Textblock →
┌────────
Umweltministerin Leonore Gewessler (Grüne) gibt sich im jüngsten koalitionsinternen Scharmützel ums Klima gelassen. Auf die von Bundeskanzler Sebastian Kurz (ÖVP) gestartete Umweltschutz-Verzichtsdiskussion will sie nicht einsteigen, "ich kann mit der Diskussion relativ wenig anfangen", sagte Gewessler am Donnerstag bei einer Pressekonferenz auf Journalistennachfrage. Die Klimakrise stelle "unsere Lebensgrundlage infrage. Mit ständigem Nein-Sagen oder nur mit schönen Worten lässt sich unser Klima nicht retten."
Gewessler sieht großen Handlungsbedarf. "Wir haben im letzten Jahr sehr intensiv erlebt, was es heißt, auf einem kranken Planeten zu leben. Auf einem kranken Planeten gibt es kein gesundes Wirtschaften", so die Umweltministerin. Ziel sei es, den Kindern künftig "ein Stück von diesem wunderschönen Land noch intakt zeigen zu können". Es gehe darum, dass "wir in Österreich noch ein gutes Leben haben können 2040, 2050. Dafür müssen wir jetzt etwas tun und dürfen uns dabei nicht vom alten Denken bremsen lassen." Die Ministerin verwies auf die Umweltschutzvorhaben im Regierungsprogramm. "Dafür hat die Bundesregierung eine große Verantwortung übernommen."
└────────
Kurze Übung 1 →
Beantworte anhand des Textblocks:
(a) Bei welcher Gelegenheit äußerte sich Gewessler am Donnerstag?
(b) Welche beiden Jahre nennt sie, in denen man in Österreich noch ein gutes Leben haben können soll?
(c) Worauf verwies die Ministerin zum Schluss?

Aufgelistete Zeilen →
┌────────
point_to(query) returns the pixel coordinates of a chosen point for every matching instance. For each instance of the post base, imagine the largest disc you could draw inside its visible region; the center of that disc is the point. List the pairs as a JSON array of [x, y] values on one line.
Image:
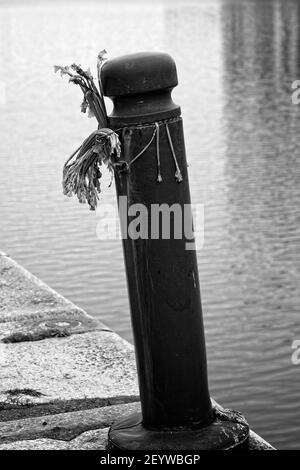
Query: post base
[[228, 431]]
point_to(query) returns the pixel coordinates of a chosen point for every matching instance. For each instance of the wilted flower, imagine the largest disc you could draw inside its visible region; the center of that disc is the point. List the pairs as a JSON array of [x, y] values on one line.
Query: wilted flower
[[63, 70]]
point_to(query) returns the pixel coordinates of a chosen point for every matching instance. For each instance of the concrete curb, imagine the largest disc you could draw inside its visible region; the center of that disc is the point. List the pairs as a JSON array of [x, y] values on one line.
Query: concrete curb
[[65, 377]]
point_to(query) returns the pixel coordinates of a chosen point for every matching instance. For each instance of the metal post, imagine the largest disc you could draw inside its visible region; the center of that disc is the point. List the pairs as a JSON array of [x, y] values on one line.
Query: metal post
[[162, 273]]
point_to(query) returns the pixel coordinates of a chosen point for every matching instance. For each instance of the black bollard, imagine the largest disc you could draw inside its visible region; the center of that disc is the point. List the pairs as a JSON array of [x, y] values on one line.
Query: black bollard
[[162, 273]]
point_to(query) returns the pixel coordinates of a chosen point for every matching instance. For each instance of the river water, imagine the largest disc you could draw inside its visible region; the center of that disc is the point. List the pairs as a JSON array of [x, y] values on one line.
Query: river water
[[236, 62]]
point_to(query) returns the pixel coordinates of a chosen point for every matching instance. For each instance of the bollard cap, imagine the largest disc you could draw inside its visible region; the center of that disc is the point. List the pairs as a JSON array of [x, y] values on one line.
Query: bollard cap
[[138, 73]]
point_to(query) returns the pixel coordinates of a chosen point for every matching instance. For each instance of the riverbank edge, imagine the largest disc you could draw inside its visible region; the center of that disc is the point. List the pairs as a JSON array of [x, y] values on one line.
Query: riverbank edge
[[65, 377]]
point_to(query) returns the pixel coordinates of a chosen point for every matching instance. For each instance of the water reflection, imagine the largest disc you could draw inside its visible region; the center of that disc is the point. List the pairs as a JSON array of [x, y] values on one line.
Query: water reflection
[[236, 61], [262, 169]]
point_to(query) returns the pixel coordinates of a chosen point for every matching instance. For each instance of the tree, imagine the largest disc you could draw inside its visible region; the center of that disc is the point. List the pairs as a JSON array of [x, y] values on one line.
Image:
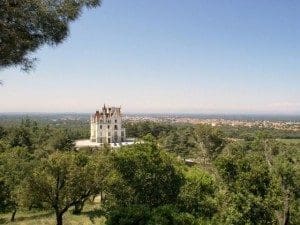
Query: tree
[[16, 165], [62, 180], [287, 168], [143, 174], [197, 194], [252, 189], [25, 25]]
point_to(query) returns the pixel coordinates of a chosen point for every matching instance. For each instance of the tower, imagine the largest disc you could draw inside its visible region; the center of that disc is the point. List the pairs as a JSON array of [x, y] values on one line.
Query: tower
[[106, 126]]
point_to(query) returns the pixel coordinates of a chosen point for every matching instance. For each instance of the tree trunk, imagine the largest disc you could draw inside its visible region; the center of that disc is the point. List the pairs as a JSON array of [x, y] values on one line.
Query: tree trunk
[[59, 218], [287, 218], [78, 207], [12, 219]]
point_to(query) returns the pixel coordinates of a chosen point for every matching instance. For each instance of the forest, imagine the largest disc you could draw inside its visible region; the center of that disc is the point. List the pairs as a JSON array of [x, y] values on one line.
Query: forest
[[179, 174]]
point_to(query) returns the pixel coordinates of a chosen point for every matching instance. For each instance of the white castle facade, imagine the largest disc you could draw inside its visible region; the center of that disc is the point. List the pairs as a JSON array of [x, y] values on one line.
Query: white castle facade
[[106, 126]]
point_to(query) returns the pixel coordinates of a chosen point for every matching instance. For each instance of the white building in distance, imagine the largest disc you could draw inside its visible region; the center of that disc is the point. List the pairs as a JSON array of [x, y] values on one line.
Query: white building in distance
[[106, 126]]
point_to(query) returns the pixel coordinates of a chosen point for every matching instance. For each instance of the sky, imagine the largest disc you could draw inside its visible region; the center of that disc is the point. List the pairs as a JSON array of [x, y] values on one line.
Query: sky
[[153, 56]]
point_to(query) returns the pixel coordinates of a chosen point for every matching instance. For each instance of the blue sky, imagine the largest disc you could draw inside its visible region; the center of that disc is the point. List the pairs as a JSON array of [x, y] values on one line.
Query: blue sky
[[191, 56]]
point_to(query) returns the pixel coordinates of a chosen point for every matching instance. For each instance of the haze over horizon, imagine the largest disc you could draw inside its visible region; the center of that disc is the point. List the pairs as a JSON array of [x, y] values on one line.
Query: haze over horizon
[[160, 57]]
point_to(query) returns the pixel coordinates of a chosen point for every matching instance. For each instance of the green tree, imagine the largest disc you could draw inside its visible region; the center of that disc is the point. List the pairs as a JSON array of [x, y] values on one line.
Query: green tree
[[287, 168], [252, 189], [149, 176], [197, 194], [16, 165], [61, 140], [25, 25], [62, 180]]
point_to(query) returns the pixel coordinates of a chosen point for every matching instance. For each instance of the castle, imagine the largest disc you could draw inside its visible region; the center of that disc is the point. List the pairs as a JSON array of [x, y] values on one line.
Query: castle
[[106, 126]]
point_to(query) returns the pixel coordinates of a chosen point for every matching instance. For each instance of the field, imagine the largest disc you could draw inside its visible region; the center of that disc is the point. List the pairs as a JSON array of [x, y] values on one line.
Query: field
[[90, 215]]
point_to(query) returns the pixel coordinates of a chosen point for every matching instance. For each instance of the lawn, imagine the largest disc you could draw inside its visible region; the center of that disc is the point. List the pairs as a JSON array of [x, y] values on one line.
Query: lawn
[[90, 215]]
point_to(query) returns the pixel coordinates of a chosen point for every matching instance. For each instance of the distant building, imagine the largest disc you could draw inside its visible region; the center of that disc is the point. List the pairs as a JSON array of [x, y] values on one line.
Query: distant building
[[106, 126]]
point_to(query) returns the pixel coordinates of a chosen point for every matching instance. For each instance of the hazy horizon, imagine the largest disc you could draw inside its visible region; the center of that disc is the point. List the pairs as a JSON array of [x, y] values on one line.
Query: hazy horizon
[[211, 57]]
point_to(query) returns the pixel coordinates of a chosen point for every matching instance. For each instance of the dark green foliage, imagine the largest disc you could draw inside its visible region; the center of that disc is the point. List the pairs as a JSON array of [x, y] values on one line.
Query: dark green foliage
[[141, 129], [252, 186], [25, 25], [170, 215], [62, 140], [197, 194], [134, 214], [150, 174]]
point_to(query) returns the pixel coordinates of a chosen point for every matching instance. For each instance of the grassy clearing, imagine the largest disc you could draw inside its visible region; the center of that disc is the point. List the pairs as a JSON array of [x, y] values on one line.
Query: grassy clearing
[[91, 215]]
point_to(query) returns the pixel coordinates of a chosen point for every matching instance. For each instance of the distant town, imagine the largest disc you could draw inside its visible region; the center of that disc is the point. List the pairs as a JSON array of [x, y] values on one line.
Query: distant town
[[280, 122]]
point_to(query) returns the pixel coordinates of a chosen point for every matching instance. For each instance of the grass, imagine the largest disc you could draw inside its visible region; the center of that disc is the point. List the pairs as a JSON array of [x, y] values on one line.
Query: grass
[[91, 214]]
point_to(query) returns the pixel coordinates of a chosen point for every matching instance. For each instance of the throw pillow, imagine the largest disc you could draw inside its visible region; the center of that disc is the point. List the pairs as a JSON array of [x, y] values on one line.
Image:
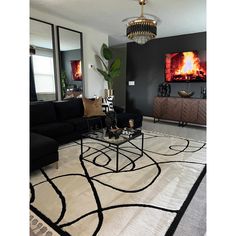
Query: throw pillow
[[93, 107]]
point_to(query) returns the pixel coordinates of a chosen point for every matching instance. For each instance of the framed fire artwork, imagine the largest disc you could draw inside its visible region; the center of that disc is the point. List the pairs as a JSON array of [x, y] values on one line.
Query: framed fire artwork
[[76, 70], [185, 66]]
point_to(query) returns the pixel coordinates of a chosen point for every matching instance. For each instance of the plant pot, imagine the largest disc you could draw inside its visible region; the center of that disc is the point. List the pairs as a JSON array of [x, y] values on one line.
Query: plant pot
[[109, 92]]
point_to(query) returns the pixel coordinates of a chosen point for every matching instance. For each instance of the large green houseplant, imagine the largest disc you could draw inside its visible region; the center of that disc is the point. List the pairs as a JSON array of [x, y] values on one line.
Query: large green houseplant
[[111, 66]]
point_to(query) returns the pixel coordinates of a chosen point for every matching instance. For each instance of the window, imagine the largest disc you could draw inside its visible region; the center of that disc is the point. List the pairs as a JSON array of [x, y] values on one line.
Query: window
[[43, 74]]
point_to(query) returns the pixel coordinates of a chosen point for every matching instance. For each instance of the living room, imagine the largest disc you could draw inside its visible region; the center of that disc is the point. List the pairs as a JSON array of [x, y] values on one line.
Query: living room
[[174, 145]]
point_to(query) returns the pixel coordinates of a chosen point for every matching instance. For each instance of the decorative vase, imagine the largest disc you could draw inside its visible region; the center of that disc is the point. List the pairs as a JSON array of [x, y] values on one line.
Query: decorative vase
[[109, 93]]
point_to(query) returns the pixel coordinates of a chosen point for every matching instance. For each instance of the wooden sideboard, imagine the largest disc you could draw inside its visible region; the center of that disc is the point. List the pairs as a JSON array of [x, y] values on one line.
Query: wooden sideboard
[[183, 110]]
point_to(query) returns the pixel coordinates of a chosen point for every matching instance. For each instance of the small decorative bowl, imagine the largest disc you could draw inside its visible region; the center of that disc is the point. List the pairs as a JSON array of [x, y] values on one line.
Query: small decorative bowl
[[185, 94]]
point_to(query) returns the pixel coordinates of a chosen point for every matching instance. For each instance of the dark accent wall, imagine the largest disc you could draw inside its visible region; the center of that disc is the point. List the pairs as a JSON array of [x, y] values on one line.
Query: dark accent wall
[[146, 66], [119, 84]]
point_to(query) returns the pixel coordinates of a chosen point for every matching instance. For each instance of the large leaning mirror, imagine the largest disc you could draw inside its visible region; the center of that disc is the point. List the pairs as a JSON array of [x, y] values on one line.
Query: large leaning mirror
[[71, 62], [42, 76]]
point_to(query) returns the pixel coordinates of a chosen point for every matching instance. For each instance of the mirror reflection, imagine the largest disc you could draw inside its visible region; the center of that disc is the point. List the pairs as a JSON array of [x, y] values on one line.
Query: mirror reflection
[[71, 58], [42, 77]]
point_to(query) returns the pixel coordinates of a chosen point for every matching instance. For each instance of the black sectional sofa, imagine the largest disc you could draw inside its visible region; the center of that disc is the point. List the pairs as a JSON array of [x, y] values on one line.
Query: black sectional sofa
[[60, 122]]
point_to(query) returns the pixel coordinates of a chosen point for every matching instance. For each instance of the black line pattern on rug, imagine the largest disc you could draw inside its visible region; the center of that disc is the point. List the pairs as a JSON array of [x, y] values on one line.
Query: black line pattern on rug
[[90, 179], [117, 206], [99, 207], [63, 200]]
└────────
Kurze Übung 2 → Ersetze in den Zeilen „largest disc“ durch „largest circle“ und lass alles andere unverändert. Beginne bei der Zeile mit „of the framed“, höre nach der Zeile mit „[[174, 145]]“ auf und gib nur diesen Abschnitt der Zeilen aus.

Vollständige Lösung 1 →
(a) Bei einer Pressekonferenz, auf Journalistennachfrage.
(b) 2040 und 2050.
(c) Auf die Umweltschutzvorhaben im Regierungsprogramm.

Vollständige Lösung 2 →
point_to(query) returns the pixel coordinates of a chosen point for every matching instance. For each instance of the framed fire artwork, imagine the largest circle you could draw inside its visible region; the center of that disc is the point. List the pairs as a JSON array of [x, y] values on one line.
Query: framed fire artwork
[[76, 70], [185, 66]]
point_to(query) returns the pixel coordinates of a chosen point for every matching instance. For each instance of the plant pot, imagine the largest circle you could draw inside its visible region; the center of that disc is the point. List the pairs as a JSON array of [x, y] values on one line.
Query: plant pot
[[109, 92]]
point_to(query) returns the pixel coordinates of a chosen point for every matching instance. For each instance of the large green houseplant, imagine the largest circle you could draw inside its visible region; the center of that disc is the point. List the pairs as a JSON array of [x, y] values on one line.
Query: large green houseplant
[[111, 66]]
point_to(query) returns the pixel coordinates of a chosen point for every matching instance. For each instance of the window, imagine the largest circle you could draw inside its visible region; the center of that disc is the point. List the pairs as a JSON array of [x, y] values on one line.
Query: window
[[43, 74]]
point_to(query) returns the pixel coordinates of a chosen point for every matching instance. For each instance of the living room, imagine the largest circle you could draw inside its visible region; the center of that disc is the point. List the pairs as a JSON array of [x, y] values on one line.
Query: living room
[[174, 145]]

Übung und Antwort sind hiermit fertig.